(Reading text):
━━━━

13 May 2015 | Irvington, VA
It’s been an unusual, eventful period in this journey. Since late April Elaine has been suffering with back-related problems and has been off the boat. With Jeff as crew, we have moved DAWN from St. Augustine, FL, to Irvington, VA, through a period of difficult, variable spring weather.
We moved up the ICW from beautiful St. Augustine, FL, to industrial, Jacksonville, FL, where we were weathered in for a couple of days by brisk northerly winds. I didn’t realize the significance of the northerly wind direction after our first night moored in Jacksonville, so we got underway early in the morning, made our way out the inlet against fearsome tides, and began plunging north into steep, growing seas. I figured they’d settle enough so that we could continue toward Brunswick, GA, when we reached deeper water, so we powered on. There is no truly deep water inshore on the Florida coast, so my theory proved wrong, and it became quite clear that there was no hope of making progress against the steep building seas coming straight from our destination. We returned to a marina near the inlet and sat through another day/night of very strong tidal currents awaiting a change in weather.
The change came overnight and we reached Brunswick, Georgia, after an overnight sail without any trouble. The weather report called for a developing low-pressure system and more north to northeast winds, so we found a marina and settled in for another wait for weather. We found ourselves in a very nice marina with free laundry service, so I busily washed and dried everything on board, clothes, bedding, even the puff that I’d pulled out because nights were getting cold. The marina had good free bicycles, so we found grocery stores and other facilities miles and miles away from the boat as we waited for another weather window.
We arose one morning to find the weather report profoundly changed from the dismal one of previous night; all sources showed winds with no northly components for about thirty-six hours, so we dropped the lines and headed to sea. In just about a day and a half, we were alongside in Morehead City, NC. I was preparing myself mentally for three days more in the ICW. Advice we’d gathered various places strongly urged us to stay out of the Waterway in Georgia and South Carolina because it is poorly maintained in those states. DAWN’s six foot draft and my aversion to shallow water made that easy advice to take.

━━━━

(Provided information):
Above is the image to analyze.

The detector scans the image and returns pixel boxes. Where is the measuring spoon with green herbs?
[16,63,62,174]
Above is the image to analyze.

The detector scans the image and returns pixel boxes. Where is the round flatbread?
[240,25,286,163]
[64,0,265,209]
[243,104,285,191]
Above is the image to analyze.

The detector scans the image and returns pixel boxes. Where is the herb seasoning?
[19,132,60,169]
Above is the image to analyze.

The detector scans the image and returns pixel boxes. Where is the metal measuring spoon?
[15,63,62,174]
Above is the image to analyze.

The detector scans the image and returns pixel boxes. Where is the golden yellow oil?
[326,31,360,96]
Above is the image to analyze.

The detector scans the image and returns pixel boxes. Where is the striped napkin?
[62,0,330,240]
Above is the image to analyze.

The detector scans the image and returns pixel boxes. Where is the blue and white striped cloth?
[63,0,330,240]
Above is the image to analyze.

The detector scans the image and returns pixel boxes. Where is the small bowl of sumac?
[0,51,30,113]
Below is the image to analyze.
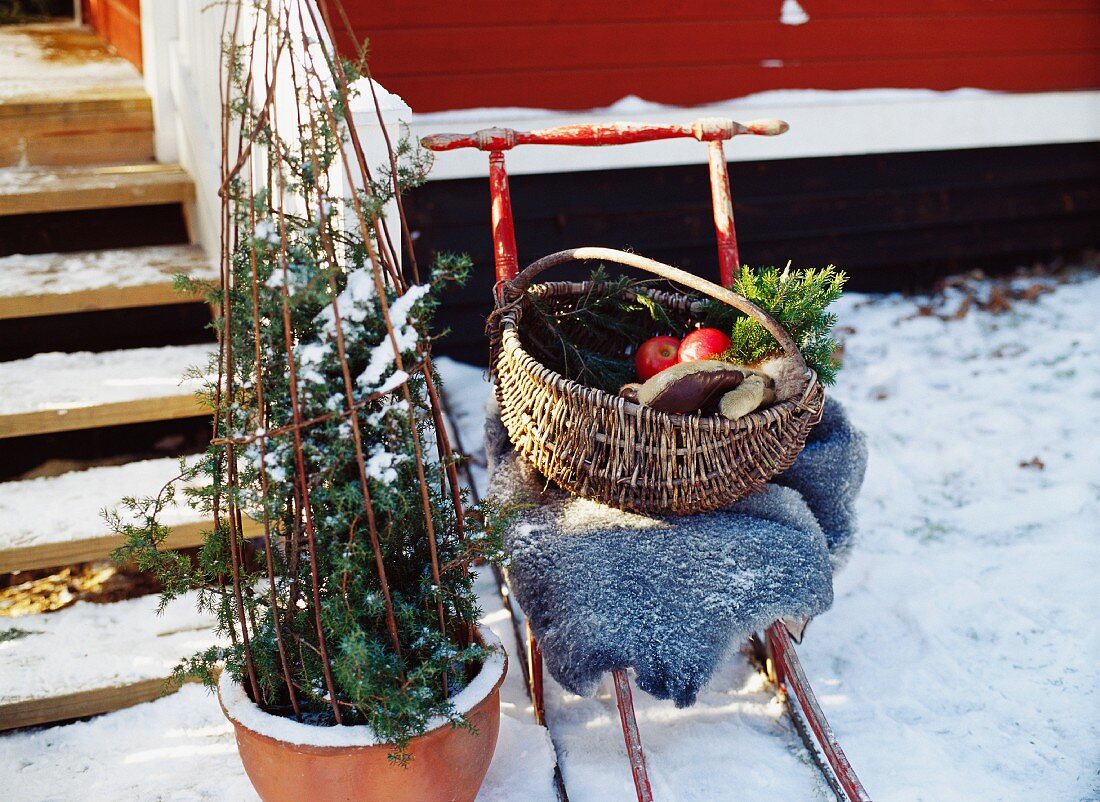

━━━━

(Exercise instructions):
1. Render this sentence from the sailing log in Spanish: "The change came overnight and we reached Brunswick, Georgia, after an overnight sail without any trouble."
2. Recast every line of the records as a Markdown table with the columns Row and Line, numbering the rows in order. Omit blank lines and pictures.

(Task-by-task results):
1. El cambio llegó durante la noche y alcanzamos Brunswick, Georgia, tras una travesía nocturna a vela sin ningún problema.

2.
| Row | Line |
|---|---|
| 1 | Above is the image to analyze. |
| 2 | The detector scans the image and returns pixel boxes. Where is the measuring spoon with green herbs? |
| 3 | [16,63,62,174] |
| 4 | Above is the image to analyze. |
| 5 | The detector scans the image and returns pixel boxes. Where is the round flatbread? |
| 6 | [240,25,286,163] |
| 7 | [64,0,265,209] |
| 8 | [243,104,285,191] |
| 9 | Above is the image to analyze. |
| 10 | The detector scans the image and returns pixel boxes. Where is the herb seasoning? |
| 11 | [19,132,60,169] |
| 12 | Above is the image to analyze. |
| 13 | The detector scans the image and returns pixel boxes. Where is the metal measuring spoon? |
| 14 | [15,63,62,174] |
| 15 | Above is the image to analyze. |
| 16 | The detector scans the image and returns pixel boxes. Where is the golden yellow oil? |
| 17 | [326,31,360,96] |
| 18 | Above is the image to analyze. |
| 19 | The detector scans the image and returns pixel boxes. Where is the striped napkin? |
| 20 | [62,0,330,240] |
| 21 | Above is the image to analyze. |
| 22 | The detector scans the image and returns pixel boxes. Where is the blue and white striped cloth? |
| 23 | [63,0,330,240] |
| 24 | Above is the image to analyze. |
| 25 | The detector scans the image and returns pixel boxes. Where is the small bowl of sumac? |
| 26 | [0,51,30,113] |
| 27 | Below is the image to analyze. |